Machine Learning Inference Performance

The new SoC generations also bring with them new AI capabilities, however things are quite different in terms of their capabilities. We saw the Snapdragon 865 add to the table a whole lot of new Tensor core performance which should accelerate ML workloads, but the software still plays a big role in being able to extract that capability out of the hardware.

Samsung’s Exynos 990 is quite odd here in this regard, the company quoted the SoC’s NPU and DSP being able to deliver a 10TOPs but it’s not clear how this figure is broken down. SLSI has also been able to take advantage of the new Mali-G77 GPU and its ML abilities, exposing them through NNAPI.

We’re skipping AIMark for today’s test as the benchmark couldn’t support hardware acceleration for either device, lacking updated support for neither Qualcomm’s or SLSI’s ML SDK’s. We thus fall back to AIBenchmark 3, which uses NNAPI acceleration.

AIBenchmark 3

AIBenchmark takes a different approach to benchmarking. Here the test uses the hardware agnostic NNAPI in order to accelerate inferencing, meaning it doesn’t use any proprietary aspects of a given hardware except for the drivers that actually enable the abstraction between software and hardware. This approach is more apples-to-apples, but also means that we can’t do cross-platform comparisons, like testing iPhones.

We’re publishing one-shot inference times. The difference here to sustained performance inference times is that these figures have more timing overhead on the part of the software stack from initializing the test to actually executing the computation.

AIBenchmark 3 - NNAPI CPU

We’re segregating the AIBenchmark scores by execution block, starting off with the regular CPU workloads that simply use TensorFlow libraries and do not attempt to run on specialized hardware blocks.

▶ **GIVEN EXERCISE A**:
From the machine learning inference section, echo the passage starting with "AIBenchmark takes a" and going on through "specialized hardware blocks.".
▶ **GIVEN EXERCISE B**:
Shorten the paragraph in the machine learning inference section that begins "AIBenchmark takes a different approach" into a brief bulleted list that keeps its main facts.
▶ **GIVEN EXERCISE C**:
Pick up the write-up on machine learning inference performance right after its final sentence and keep it going.

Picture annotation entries
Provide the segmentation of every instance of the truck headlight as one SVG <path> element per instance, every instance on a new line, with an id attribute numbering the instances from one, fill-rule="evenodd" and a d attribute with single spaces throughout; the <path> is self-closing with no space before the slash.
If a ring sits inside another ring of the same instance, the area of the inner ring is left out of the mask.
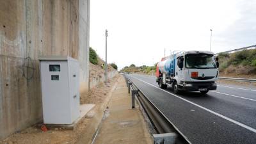
<path id="1" fill-rule="evenodd" d="M 184 86 L 192 86 L 192 84 L 190 83 L 184 83 Z"/>

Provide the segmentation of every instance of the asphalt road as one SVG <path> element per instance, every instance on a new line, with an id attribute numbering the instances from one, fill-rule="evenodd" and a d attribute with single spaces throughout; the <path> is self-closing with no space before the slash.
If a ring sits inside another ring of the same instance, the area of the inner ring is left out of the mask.
<path id="1" fill-rule="evenodd" d="M 221 84 L 205 95 L 175 95 L 154 76 L 128 76 L 191 143 L 256 143 L 256 88 Z"/>

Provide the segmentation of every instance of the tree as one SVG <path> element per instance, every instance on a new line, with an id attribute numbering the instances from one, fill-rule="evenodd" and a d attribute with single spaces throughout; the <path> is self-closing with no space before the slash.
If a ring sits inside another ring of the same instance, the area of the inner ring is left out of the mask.
<path id="1" fill-rule="evenodd" d="M 115 69 L 117 70 L 117 65 L 115 63 L 110 63 L 110 65 L 114 68 Z"/>
<path id="2" fill-rule="evenodd" d="M 134 64 L 131 64 L 131 65 L 130 65 L 130 67 L 135 67 L 136 66 L 135 66 L 135 65 Z"/>
<path id="3" fill-rule="evenodd" d="M 97 65 L 98 64 L 98 56 L 92 47 L 90 47 L 90 62 L 94 65 Z"/>

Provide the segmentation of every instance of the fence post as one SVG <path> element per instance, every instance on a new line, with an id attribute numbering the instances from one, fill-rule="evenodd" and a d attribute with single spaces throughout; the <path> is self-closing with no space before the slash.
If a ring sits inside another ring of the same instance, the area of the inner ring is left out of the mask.
<path id="1" fill-rule="evenodd" d="M 135 108 L 135 95 L 138 94 L 138 92 L 139 90 L 132 90 L 132 108 L 134 109 Z"/>
<path id="2" fill-rule="evenodd" d="M 132 84 L 132 82 L 128 82 L 128 93 L 130 93 L 130 90 Z"/>

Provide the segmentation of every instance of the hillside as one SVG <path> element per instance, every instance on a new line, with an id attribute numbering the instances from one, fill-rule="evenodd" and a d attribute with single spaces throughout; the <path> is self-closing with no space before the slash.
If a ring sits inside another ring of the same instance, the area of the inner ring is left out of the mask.
<path id="1" fill-rule="evenodd" d="M 156 72 L 156 64 L 154 67 L 142 65 L 136 67 L 134 64 L 131 64 L 129 67 L 126 66 L 123 68 L 120 71 L 123 72 L 132 72 L 143 74 L 154 74 Z"/>
<path id="2" fill-rule="evenodd" d="M 243 50 L 233 53 L 220 53 L 220 76 L 256 78 L 256 49 Z M 136 67 L 132 64 L 120 71 L 152 75 L 156 72 L 154 67 L 143 65 Z"/>
<path id="3" fill-rule="evenodd" d="M 218 56 L 220 76 L 256 78 L 256 49 L 220 53 Z"/>
<path id="4" fill-rule="evenodd" d="M 108 71 L 113 71 L 116 69 L 111 67 L 111 64 L 108 65 Z M 105 73 L 105 61 L 101 60 L 97 54 L 96 52 L 90 48 L 90 81 L 93 77 L 101 76 Z"/>

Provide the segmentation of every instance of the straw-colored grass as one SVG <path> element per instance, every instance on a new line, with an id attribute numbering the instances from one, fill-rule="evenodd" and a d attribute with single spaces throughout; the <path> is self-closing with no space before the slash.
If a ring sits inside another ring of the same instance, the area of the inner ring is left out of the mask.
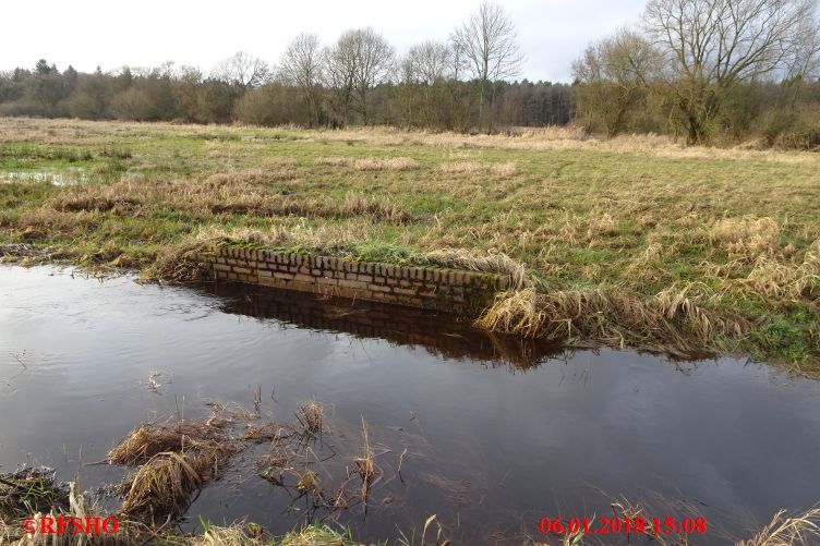
<path id="1" fill-rule="evenodd" d="M 352 167 L 358 171 L 413 171 L 421 163 L 410 157 L 319 157 L 316 165 L 329 167 Z"/>
<path id="2" fill-rule="evenodd" d="M 719 338 L 720 317 L 740 317 L 748 332 L 713 348 L 820 372 L 819 170 L 818 154 L 600 141 L 577 128 L 463 135 L 0 120 L 0 259 L 189 280 L 206 274 L 200 252 L 236 236 L 397 265 L 441 258 L 547 294 L 623 295 L 664 316 L 658 294 L 707 287 L 664 319 Z M 640 321 L 605 316 L 625 347 L 661 331 L 630 335 L 625 325 Z M 610 326 L 570 330 L 603 330 L 607 339 L 588 341 L 611 342 Z"/>
<path id="3" fill-rule="evenodd" d="M 477 161 L 454 161 L 442 163 L 438 171 L 448 174 L 497 174 L 511 177 L 516 173 L 516 163 L 480 163 Z"/>
<path id="4" fill-rule="evenodd" d="M 523 288 L 528 281 L 527 266 L 503 252 L 482 253 L 465 248 L 442 248 L 429 252 L 419 259 L 453 269 L 506 275 L 512 288 Z"/>
<path id="5" fill-rule="evenodd" d="M 737 546 L 812 546 L 820 544 L 820 508 L 788 515 L 779 511 L 760 533 Z"/>
<path id="6" fill-rule="evenodd" d="M 722 339 L 738 337 L 747 327 L 743 320 L 701 307 L 685 290 L 664 291 L 642 301 L 617 290 L 540 293 L 531 288 L 499 294 L 478 324 L 551 341 L 587 339 L 683 356 L 718 351 Z"/>
<path id="7" fill-rule="evenodd" d="M 712 228 L 711 239 L 731 254 L 753 259 L 761 254 L 774 254 L 780 227 L 772 218 L 727 218 Z"/>

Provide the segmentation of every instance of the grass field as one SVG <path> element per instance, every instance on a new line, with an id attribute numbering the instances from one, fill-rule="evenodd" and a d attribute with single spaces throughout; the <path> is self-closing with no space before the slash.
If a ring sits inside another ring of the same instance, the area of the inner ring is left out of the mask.
<path id="1" fill-rule="evenodd" d="M 7 259 L 167 276 L 209 238 L 397 263 L 504 253 L 528 280 L 487 327 L 820 369 L 818 154 L 0 120 Z"/>

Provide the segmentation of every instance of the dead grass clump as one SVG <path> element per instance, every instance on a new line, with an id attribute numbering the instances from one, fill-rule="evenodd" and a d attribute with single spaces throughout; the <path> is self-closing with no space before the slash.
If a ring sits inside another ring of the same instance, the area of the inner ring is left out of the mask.
<path id="1" fill-rule="evenodd" d="M 683 292 L 685 295 L 685 292 Z M 664 294 L 650 302 L 612 290 L 563 290 L 548 294 L 523 289 L 499 294 L 477 324 L 490 330 L 553 341 L 589 339 L 682 356 L 714 350 L 716 336 L 739 335 L 741 323 L 723 319 L 691 300 Z"/>
<path id="2" fill-rule="evenodd" d="M 77 185 L 67 189 L 51 202 L 56 210 L 79 213 L 82 210 L 126 213 L 145 204 L 145 189 L 133 182 L 118 182 L 111 185 Z"/>
<path id="3" fill-rule="evenodd" d="M 358 171 L 413 171 L 421 169 L 421 163 L 410 157 L 369 157 L 353 161 L 353 168 Z"/>
<path id="4" fill-rule="evenodd" d="M 421 163 L 410 157 L 319 157 L 316 165 L 329 167 L 352 167 L 358 171 L 412 171 L 421 169 Z"/>
<path id="5" fill-rule="evenodd" d="M 258 426 L 251 426 L 242 435 L 243 440 L 251 441 L 274 441 L 278 442 L 293 435 L 293 428 L 282 423 L 263 423 Z"/>
<path id="6" fill-rule="evenodd" d="M 820 240 L 806 252 L 803 264 L 782 264 L 767 256 L 755 262 L 745 279 L 747 288 L 758 294 L 775 298 L 817 299 L 820 296 Z"/>
<path id="7" fill-rule="evenodd" d="M 224 428 L 221 421 L 143 423 L 108 452 L 107 460 L 128 466 L 143 464 L 162 451 L 183 451 L 220 441 Z"/>
<path id="8" fill-rule="evenodd" d="M 479 253 L 466 248 L 442 248 L 426 253 L 423 260 L 441 267 L 506 275 L 514 289 L 523 288 L 528 283 L 527 266 L 503 252 Z"/>
<path id="9" fill-rule="evenodd" d="M 715 336 L 738 337 L 748 330 L 748 323 L 740 318 L 722 317 L 699 305 L 689 293 L 694 286 L 683 290 L 671 287 L 655 295 L 652 303 L 668 320 L 677 320 L 687 336 L 702 343 L 714 340 Z"/>
<path id="10" fill-rule="evenodd" d="M 373 480 L 376 477 L 376 462 L 373 456 L 373 449 L 370 446 L 370 435 L 367 433 L 367 424 L 362 417 L 362 441 L 363 453 L 361 457 L 357 457 L 353 462 L 357 466 L 357 473 L 362 478 L 362 499 L 365 503 L 367 501 L 367 495 L 370 494 L 370 487 L 373 484 Z"/>
<path id="11" fill-rule="evenodd" d="M 186 453 L 162 451 L 140 466 L 122 503 L 122 513 L 158 522 L 185 512 L 193 490 L 203 484 L 201 471 L 210 461 Z"/>
<path id="12" fill-rule="evenodd" d="M 146 280 L 169 280 L 173 282 L 200 281 L 210 276 L 203 255 L 210 251 L 213 240 L 204 236 L 186 236 L 181 242 L 164 246 L 149 269 L 143 271 Z"/>
<path id="13" fill-rule="evenodd" d="M 69 488 L 59 484 L 56 476 L 52 469 L 45 466 L 24 466 L 0 474 L 0 521 L 68 509 Z"/>
<path id="14" fill-rule="evenodd" d="M 439 165 L 438 172 L 449 174 L 497 174 L 511 177 L 516 173 L 516 163 L 480 163 L 477 161 L 453 161 Z"/>
<path id="15" fill-rule="evenodd" d="M 785 510 L 774 514 L 760 533 L 736 546 L 809 546 L 820 544 L 820 508 L 786 517 Z"/>
<path id="16" fill-rule="evenodd" d="M 218 477 L 239 450 L 225 420 L 144 423 L 108 453 L 112 464 L 136 465 L 122 512 L 138 521 L 184 513 L 194 489 Z"/>
<path id="17" fill-rule="evenodd" d="M 302 425 L 302 429 L 306 435 L 315 437 L 322 434 L 323 418 L 324 408 L 315 400 L 299 407 L 297 421 Z"/>
<path id="18" fill-rule="evenodd" d="M 353 159 L 350 157 L 319 157 L 316 159 L 316 165 L 326 165 L 328 167 L 350 167 L 353 165 Z"/>
<path id="19" fill-rule="evenodd" d="M 409 223 L 413 220 L 410 213 L 389 201 L 372 199 L 366 195 L 349 193 L 339 206 L 339 216 L 352 218 L 357 216 L 370 216 L 373 219 L 391 223 Z"/>
<path id="20" fill-rule="evenodd" d="M 726 218 L 712 227 L 709 236 L 712 244 L 750 260 L 780 250 L 780 226 L 769 217 Z"/>

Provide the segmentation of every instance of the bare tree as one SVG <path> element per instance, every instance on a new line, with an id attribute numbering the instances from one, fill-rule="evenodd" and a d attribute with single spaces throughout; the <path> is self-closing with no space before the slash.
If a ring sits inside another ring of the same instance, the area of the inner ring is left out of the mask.
<path id="1" fill-rule="evenodd" d="M 399 98 L 410 125 L 450 128 L 450 84 L 456 76 L 454 49 L 443 41 L 412 46 L 399 63 Z"/>
<path id="2" fill-rule="evenodd" d="M 361 114 L 363 123 L 370 123 L 370 92 L 385 80 L 394 57 L 393 47 L 373 28 L 347 31 L 326 51 L 328 81 L 346 123 L 351 108 Z"/>
<path id="3" fill-rule="evenodd" d="M 482 3 L 461 26 L 451 40 L 471 75 L 481 82 L 479 118 L 483 117 L 486 88 L 490 82 L 518 74 L 523 56 L 518 45 L 518 32 L 499 4 Z M 495 98 L 495 87 L 491 104 Z"/>
<path id="4" fill-rule="evenodd" d="M 357 70 L 355 104 L 362 121 L 370 123 L 369 95 L 370 90 L 382 83 L 390 71 L 395 52 L 393 47 L 381 34 L 373 28 L 353 31 L 351 38 L 355 44 Z"/>
<path id="5" fill-rule="evenodd" d="M 302 93 L 311 126 L 318 122 L 322 70 L 322 50 L 315 34 L 302 33 L 293 38 L 279 61 L 282 80 Z"/>
<path id="6" fill-rule="evenodd" d="M 216 80 L 236 85 L 244 93 L 250 87 L 258 87 L 270 77 L 268 64 L 245 51 L 238 51 L 214 68 Z"/>
<path id="7" fill-rule="evenodd" d="M 330 104 L 339 122 L 350 122 L 350 104 L 355 87 L 357 53 L 353 40 L 342 35 L 322 54 L 325 76 L 330 87 Z M 336 123 L 336 122 L 335 122 Z"/>
<path id="8" fill-rule="evenodd" d="M 709 137 L 726 95 L 800 54 L 817 0 L 650 0 L 647 29 L 666 53 L 672 104 L 688 142 Z"/>
<path id="9" fill-rule="evenodd" d="M 627 118 L 660 70 L 660 54 L 641 35 L 618 31 L 587 48 L 572 63 L 583 85 L 574 88 L 577 114 L 590 128 L 602 122 L 608 136 L 625 129 Z"/>

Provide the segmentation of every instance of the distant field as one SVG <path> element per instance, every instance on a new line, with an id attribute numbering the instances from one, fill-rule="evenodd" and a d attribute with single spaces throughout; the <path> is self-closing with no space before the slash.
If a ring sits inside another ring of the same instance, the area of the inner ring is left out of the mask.
<path id="1" fill-rule="evenodd" d="M 529 288 L 490 326 L 663 348 L 672 325 L 718 354 L 820 367 L 818 154 L 0 119 L 7 258 L 157 275 L 208 236 L 393 262 L 503 252 Z"/>

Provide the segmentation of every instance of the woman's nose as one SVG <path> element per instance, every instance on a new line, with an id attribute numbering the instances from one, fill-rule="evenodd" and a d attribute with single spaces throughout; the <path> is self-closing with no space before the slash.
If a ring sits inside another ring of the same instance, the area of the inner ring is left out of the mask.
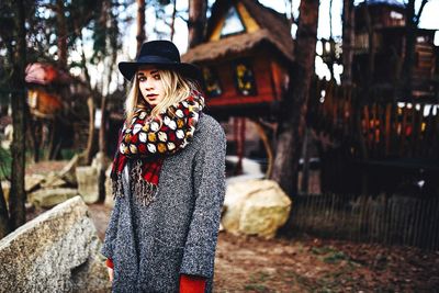
<path id="1" fill-rule="evenodd" d="M 150 79 L 147 79 L 145 81 L 145 89 L 150 90 L 153 88 L 154 88 L 153 82 L 150 81 Z"/>

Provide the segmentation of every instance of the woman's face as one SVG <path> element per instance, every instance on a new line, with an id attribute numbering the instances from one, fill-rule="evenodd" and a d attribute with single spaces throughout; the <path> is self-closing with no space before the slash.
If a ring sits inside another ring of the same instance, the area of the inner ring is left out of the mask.
<path id="1" fill-rule="evenodd" d="M 160 72 L 155 67 L 142 67 L 137 70 L 138 87 L 145 101 L 156 106 L 165 98 L 165 87 Z"/>

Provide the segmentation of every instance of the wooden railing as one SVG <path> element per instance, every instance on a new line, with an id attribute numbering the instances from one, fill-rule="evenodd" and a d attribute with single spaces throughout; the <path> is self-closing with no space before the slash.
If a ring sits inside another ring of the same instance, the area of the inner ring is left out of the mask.
<path id="1" fill-rule="evenodd" d="M 354 88 L 326 82 L 317 83 L 311 99 L 311 126 L 337 142 L 351 143 L 361 132 L 370 159 L 439 159 L 438 104 L 391 102 L 374 92 L 356 111 Z"/>
<path id="2" fill-rule="evenodd" d="M 438 211 L 439 198 L 297 195 L 292 228 L 320 237 L 437 250 Z"/>

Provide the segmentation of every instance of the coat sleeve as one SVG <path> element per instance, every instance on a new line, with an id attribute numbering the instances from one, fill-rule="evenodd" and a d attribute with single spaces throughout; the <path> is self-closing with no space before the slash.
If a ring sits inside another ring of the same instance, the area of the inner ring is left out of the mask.
<path id="1" fill-rule="evenodd" d="M 121 206 L 121 199 L 119 196 L 114 200 L 114 207 L 111 212 L 109 226 L 105 230 L 105 239 L 103 241 L 101 253 L 109 259 L 113 259 L 113 245 L 117 234 L 119 211 Z"/>
<path id="2" fill-rule="evenodd" d="M 194 160 L 195 205 L 180 273 L 212 278 L 221 210 L 225 194 L 226 137 L 219 124 Z"/>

▶ **RIGHT ANSWER A**:
AIBenchmark takes a different approach to benchmarking. Here the test uses the hardware agnostic NNAPI in order to accelerate inferencing, meaning it doesn’t use any proprietary aspects of a given hardware except for the drivers that actually enable the abstraction between software and hardware. This approach is more apples-to-apples, but also means that we can’t do cross-platform comparisons, like testing iPhones.

We’re publishing one-shot inference times. The difference here to sustained performance inference times is that these figures have more timing overhead on the part of the software stack from initializing the test to actually executing the computation.

AIBenchmark 3 - NNAPI CPU

We’re segregating the AIBenchmark scores by execution block, starting off with the regular CPU workloads that simply use TensorFlow libraries and do not attempt to run on specialized hardware blocks.

▶ **RIGHT ANSWER B**:
- AIBenchmark speeds up inferencing through NNAPI, which doesn't depend on any particular hardware.
- It uses no proprietary features of the hardware, only the drivers that connect software and hardware.
- This makes the comparison more apples-to-apples.
- It also rules out cross-platform comparisons, such as testing iPhones.

▶ **RIGHT ANSWER C**:
AIBenchmark 3 - 1 - The Life - CPU/FP AIBenchmark 3 - 2 - Zoo - CPU/FP AIBenchmark 3 - 3 - Pioneers - CPU/INT AIBenchmark 3 - 4 - Let's Play - CPU/FP AIBenchmark 3 - 7 - Ms. Universe - CPU/FP AIBenchmark 3 - 7 - Ms. Universe - CPU/INT AIBenchmark 3 - 8 - Blur iT! - CPU/FP

In the purely CPU accelerated workloads, we’re seeing both phones performing very well, but the Snapdragon 865’s A77 cores here are evidently in the lead by a good margin. It’s to be noted that the scores are also updated for the S10 phones – I noted a big performance boost with the Android 10 updates and the newer NNAPI versions of the test.

AIBenchmark 3 - NNAPI INT8

AIBenchmark 3 - 1 - The Life - INT8 AIBenchmark 3 - 2 - Zoo - Int8 AIBenchmark 3 - 3 - Pioneers - INT8 AIBenchmark 3 - 5 - Masterpiece - INT8 AIBenchmark 3 - 6 - Cartoons - INT8

Integer ML workloads on both phones is good, but because the Snapdragon 865 leverages the Hexagon DSP cores for such workload types, it’s much in lead ahead of the Exynos 990 S20. This latter variant however also showcases some very big performance improvements compared to its predecessor. I still think that Samsung here is only exposing the GPU of the SoC for NNAPI, but because of the new microarchitecture being able to accelerate ML workloads, we’re seeing a big performance improvement compared to the Exynos 9820.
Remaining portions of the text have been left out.